* WHAT TO WORK ON:
Your task is to work out how many lines in the data that follows hold "Practice" and to state that number alone.

Saved entries:
****

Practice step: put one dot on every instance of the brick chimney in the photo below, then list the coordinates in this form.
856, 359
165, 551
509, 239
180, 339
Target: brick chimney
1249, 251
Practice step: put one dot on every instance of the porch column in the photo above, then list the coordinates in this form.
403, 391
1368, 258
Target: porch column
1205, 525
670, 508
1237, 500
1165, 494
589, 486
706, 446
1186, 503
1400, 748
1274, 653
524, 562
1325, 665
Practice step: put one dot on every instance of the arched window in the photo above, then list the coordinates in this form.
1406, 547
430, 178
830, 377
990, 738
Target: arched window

****

* YOUR SOLUTION:
3